Data shown.
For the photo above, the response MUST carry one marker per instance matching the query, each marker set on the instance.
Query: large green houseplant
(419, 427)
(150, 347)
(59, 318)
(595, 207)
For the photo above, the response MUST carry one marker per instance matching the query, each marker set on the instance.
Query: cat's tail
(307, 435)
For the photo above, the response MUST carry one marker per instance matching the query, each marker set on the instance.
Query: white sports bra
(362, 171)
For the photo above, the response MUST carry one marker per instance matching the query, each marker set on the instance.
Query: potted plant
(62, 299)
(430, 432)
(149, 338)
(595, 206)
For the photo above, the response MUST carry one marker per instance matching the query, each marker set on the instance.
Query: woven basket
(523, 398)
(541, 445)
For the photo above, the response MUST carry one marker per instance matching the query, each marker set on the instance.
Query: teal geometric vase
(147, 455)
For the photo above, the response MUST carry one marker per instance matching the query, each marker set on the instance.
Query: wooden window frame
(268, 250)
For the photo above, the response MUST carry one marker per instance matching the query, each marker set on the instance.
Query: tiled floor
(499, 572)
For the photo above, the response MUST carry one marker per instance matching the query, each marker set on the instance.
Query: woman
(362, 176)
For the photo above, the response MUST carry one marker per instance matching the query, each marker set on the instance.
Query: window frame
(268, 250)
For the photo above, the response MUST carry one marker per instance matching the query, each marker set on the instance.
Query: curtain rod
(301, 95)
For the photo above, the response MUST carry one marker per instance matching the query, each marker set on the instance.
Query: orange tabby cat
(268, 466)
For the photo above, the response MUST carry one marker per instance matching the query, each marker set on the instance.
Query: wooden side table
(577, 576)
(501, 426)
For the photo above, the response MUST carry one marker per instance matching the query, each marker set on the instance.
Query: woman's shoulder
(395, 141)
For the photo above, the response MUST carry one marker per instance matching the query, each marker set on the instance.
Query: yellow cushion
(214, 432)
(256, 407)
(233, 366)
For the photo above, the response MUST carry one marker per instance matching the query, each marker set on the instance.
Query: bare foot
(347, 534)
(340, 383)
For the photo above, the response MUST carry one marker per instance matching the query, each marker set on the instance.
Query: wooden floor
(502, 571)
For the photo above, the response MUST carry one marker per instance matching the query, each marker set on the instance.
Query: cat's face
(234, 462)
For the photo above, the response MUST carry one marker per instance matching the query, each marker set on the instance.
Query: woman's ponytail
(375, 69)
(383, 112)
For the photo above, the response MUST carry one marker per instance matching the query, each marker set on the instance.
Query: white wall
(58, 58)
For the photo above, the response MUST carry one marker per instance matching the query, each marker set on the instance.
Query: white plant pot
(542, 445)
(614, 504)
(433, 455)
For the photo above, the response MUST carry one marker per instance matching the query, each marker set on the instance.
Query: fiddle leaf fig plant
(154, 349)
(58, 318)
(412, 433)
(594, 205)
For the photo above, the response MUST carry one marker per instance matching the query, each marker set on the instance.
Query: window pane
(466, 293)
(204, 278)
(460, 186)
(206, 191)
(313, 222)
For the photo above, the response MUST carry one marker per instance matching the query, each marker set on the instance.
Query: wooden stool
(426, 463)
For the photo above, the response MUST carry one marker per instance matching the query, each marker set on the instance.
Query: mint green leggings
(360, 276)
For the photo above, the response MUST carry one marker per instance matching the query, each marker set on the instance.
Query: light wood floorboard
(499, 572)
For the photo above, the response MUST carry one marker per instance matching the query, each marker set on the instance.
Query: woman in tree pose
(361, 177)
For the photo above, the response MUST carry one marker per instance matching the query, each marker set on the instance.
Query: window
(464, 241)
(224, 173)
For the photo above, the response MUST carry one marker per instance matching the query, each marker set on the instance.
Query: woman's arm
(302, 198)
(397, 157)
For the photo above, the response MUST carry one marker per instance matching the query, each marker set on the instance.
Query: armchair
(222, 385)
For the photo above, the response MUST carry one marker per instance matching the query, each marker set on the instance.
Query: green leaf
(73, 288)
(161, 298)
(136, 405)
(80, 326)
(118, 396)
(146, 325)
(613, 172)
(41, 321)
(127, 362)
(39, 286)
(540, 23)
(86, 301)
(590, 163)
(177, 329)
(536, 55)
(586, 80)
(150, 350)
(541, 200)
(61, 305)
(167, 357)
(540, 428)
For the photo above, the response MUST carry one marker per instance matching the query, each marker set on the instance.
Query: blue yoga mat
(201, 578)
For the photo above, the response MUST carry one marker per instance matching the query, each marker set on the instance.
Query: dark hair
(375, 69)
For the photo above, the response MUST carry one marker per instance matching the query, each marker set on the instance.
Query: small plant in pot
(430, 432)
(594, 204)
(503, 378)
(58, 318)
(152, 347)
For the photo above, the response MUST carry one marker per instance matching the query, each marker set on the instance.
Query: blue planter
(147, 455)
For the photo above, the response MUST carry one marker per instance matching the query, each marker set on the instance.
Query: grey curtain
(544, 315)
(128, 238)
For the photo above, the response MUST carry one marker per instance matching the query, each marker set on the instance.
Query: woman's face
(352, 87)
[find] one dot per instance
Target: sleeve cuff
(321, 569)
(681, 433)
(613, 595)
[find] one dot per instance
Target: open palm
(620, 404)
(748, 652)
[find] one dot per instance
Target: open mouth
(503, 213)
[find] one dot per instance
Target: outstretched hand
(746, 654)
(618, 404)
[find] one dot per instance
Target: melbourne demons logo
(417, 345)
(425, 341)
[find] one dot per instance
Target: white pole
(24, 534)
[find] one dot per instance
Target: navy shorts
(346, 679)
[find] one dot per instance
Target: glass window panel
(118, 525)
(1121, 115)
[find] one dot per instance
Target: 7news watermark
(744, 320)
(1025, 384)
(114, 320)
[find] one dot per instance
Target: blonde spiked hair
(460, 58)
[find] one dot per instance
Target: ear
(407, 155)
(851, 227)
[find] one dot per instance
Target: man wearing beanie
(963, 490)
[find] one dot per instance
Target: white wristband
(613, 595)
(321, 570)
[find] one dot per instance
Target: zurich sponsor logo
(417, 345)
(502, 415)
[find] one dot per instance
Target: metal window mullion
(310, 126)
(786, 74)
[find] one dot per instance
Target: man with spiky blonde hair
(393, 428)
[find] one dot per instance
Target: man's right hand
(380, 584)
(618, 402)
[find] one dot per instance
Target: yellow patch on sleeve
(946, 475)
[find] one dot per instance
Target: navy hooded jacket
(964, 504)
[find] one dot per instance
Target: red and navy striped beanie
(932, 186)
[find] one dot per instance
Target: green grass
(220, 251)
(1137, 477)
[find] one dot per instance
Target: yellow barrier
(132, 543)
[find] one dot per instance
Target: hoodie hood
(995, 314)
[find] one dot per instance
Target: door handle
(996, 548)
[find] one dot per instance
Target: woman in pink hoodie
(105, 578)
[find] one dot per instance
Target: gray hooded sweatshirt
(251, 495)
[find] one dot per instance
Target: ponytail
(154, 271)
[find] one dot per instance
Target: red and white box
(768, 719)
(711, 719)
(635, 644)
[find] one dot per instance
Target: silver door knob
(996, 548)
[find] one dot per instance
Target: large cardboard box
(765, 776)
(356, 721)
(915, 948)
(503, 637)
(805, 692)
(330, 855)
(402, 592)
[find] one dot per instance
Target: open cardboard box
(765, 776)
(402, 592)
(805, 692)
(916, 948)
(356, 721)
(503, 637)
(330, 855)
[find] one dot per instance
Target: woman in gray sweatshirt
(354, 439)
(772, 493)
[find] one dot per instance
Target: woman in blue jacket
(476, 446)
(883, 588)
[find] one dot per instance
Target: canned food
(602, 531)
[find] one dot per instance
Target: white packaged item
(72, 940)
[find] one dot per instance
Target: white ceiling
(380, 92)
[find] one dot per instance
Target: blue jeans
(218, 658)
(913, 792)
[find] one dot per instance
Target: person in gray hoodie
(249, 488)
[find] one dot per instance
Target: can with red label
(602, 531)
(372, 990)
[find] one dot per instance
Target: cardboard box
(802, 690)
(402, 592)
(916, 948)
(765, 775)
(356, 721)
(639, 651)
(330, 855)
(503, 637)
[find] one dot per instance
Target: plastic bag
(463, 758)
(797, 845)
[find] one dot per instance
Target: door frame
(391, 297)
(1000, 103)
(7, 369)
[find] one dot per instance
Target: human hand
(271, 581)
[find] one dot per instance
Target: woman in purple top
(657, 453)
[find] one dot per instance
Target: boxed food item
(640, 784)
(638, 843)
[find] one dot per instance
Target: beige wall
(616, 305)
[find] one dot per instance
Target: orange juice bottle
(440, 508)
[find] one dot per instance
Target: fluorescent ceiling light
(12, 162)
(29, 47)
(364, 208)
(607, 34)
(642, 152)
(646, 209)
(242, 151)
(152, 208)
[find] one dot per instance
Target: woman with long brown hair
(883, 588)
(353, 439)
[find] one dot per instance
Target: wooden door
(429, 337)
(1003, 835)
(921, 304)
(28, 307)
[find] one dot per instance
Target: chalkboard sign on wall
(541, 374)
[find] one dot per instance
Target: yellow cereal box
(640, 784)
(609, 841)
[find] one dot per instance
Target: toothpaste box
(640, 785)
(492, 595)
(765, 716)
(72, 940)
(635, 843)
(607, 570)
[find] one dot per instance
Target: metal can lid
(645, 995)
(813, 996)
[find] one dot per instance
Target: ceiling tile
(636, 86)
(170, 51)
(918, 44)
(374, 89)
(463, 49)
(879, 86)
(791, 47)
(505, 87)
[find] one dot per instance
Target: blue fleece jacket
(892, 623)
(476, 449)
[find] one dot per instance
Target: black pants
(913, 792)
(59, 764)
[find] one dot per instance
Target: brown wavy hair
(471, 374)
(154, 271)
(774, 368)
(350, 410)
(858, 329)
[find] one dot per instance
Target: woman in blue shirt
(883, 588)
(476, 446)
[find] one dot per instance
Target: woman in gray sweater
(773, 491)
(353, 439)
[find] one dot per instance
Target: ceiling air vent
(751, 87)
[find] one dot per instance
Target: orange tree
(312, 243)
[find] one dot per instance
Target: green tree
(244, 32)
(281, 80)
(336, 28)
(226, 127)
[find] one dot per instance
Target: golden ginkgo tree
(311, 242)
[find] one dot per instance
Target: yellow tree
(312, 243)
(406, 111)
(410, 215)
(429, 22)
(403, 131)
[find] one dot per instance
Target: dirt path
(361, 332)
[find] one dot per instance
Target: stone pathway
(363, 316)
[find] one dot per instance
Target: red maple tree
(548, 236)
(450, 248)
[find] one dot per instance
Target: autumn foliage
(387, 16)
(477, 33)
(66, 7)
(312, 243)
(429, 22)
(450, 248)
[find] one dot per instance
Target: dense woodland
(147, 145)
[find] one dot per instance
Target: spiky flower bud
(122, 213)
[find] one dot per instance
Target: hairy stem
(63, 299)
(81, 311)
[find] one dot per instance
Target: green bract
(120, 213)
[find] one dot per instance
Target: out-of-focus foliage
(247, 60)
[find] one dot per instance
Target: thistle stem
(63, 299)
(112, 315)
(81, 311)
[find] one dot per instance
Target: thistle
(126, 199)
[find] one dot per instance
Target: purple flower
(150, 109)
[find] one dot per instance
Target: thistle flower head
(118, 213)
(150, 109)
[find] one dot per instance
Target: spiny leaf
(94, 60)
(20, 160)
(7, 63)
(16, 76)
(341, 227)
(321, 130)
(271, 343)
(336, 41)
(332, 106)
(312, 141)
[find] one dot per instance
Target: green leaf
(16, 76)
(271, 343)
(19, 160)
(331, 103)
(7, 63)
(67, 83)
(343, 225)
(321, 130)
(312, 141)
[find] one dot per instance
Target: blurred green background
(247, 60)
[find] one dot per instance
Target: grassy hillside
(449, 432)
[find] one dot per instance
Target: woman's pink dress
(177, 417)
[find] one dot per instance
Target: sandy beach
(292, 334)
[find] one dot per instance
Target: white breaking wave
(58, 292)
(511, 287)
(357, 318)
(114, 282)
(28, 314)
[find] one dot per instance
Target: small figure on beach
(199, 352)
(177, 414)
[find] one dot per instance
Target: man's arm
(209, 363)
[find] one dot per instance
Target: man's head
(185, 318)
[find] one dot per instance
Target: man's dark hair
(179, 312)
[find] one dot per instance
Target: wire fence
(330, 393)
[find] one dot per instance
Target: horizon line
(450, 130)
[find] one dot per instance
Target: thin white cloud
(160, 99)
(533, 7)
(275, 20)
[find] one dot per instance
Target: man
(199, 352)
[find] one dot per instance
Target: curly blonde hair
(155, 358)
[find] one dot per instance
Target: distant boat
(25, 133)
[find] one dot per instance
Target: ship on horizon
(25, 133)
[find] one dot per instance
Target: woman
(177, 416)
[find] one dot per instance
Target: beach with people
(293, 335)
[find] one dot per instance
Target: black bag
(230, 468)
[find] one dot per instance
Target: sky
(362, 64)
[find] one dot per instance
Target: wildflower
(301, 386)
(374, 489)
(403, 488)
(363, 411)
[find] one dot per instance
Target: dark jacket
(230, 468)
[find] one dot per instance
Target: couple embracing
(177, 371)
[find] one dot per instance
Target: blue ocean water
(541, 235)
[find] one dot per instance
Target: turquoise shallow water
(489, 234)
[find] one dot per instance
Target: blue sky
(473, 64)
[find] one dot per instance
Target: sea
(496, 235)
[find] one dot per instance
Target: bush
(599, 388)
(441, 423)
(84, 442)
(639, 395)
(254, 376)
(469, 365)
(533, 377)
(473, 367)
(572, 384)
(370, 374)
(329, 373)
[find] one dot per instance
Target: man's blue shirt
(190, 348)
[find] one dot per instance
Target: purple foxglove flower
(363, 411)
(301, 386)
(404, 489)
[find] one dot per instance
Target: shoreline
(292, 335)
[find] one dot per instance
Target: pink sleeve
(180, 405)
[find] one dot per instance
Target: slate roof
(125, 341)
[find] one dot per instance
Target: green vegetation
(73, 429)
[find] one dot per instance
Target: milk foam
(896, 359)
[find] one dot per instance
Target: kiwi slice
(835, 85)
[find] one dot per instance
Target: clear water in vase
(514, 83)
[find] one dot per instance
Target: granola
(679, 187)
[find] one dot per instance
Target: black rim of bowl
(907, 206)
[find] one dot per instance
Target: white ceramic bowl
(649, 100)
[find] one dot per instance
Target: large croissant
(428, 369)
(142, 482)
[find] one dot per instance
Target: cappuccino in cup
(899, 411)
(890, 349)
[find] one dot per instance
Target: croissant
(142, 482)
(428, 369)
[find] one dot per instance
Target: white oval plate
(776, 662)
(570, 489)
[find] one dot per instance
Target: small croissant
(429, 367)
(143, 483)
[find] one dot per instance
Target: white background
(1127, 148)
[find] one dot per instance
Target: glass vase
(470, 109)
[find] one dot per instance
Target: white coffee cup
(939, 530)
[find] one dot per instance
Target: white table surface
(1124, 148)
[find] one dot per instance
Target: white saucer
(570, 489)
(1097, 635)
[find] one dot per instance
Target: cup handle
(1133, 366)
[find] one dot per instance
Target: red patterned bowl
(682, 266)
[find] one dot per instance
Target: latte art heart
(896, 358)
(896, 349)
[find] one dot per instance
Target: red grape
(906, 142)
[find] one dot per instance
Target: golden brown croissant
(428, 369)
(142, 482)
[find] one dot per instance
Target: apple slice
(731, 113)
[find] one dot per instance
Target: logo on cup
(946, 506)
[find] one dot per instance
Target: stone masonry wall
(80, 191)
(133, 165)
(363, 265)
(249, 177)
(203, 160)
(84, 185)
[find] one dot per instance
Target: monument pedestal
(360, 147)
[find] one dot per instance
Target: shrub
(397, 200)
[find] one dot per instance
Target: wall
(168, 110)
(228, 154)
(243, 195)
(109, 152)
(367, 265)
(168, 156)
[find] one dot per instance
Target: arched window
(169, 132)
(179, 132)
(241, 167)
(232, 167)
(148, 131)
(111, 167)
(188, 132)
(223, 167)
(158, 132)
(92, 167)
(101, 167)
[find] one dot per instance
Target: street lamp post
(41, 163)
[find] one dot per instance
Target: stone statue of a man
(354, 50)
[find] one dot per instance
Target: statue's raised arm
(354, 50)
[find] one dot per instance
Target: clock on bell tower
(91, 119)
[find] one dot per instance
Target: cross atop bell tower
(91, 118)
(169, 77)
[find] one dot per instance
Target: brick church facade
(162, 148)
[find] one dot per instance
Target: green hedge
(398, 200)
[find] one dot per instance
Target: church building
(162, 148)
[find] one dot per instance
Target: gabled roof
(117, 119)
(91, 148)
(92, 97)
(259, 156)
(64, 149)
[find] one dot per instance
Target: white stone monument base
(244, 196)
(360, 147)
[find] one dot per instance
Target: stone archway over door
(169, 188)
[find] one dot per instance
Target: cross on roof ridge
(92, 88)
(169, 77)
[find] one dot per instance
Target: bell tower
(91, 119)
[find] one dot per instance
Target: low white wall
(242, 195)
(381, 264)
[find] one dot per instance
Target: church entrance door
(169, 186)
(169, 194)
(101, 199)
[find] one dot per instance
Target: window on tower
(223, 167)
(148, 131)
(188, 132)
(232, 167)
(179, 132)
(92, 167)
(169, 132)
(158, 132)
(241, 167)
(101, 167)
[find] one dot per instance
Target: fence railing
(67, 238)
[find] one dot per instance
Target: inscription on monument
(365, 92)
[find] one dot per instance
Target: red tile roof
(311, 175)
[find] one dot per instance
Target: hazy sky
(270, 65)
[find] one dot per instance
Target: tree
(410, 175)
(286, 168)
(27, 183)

What the task asks.
Could you give again exactly the lines from the line containing "Target: green hedge" through the final line of the data above, and no others?

Reply.
Target: green hedge
(398, 200)
[find] one dot per instance
Target: church building
(162, 148)
[find] one dot per instance
Target: gabled roof
(117, 119)
(91, 148)
(92, 97)
(259, 156)
(64, 149)
[find] one dot per instance
Target: white stone monument base
(244, 196)
(360, 147)
[find] one dot per instance
Target: stone archway over door
(169, 188)
[find] one dot per instance
Target: cross on roof ridge
(92, 88)
(169, 77)
[find] one dot per instance
Target: bell tower
(91, 119)
[find] one dot per instance
Target: low white wall
(242, 195)
(381, 264)
[find] one dot per instance
Target: church entrance door
(169, 186)
(169, 194)
(101, 199)
[find] one dot per instance
Target: window on tower
(223, 167)
(148, 131)
(188, 132)
(232, 167)
(179, 132)
(92, 167)
(169, 132)
(158, 132)
(241, 167)
(101, 167)
[find] one dot per instance
Target: fence railing
(67, 238)
[find] one dot per instance
Target: inscription on monument
(365, 92)
[find] one dot per instance
Target: red tile roof
(311, 175)
[find] one dot per instance
Target: hazy sky
(270, 65)
[find] one dot per instance
Target: tree
(410, 175)
(286, 168)
(27, 183)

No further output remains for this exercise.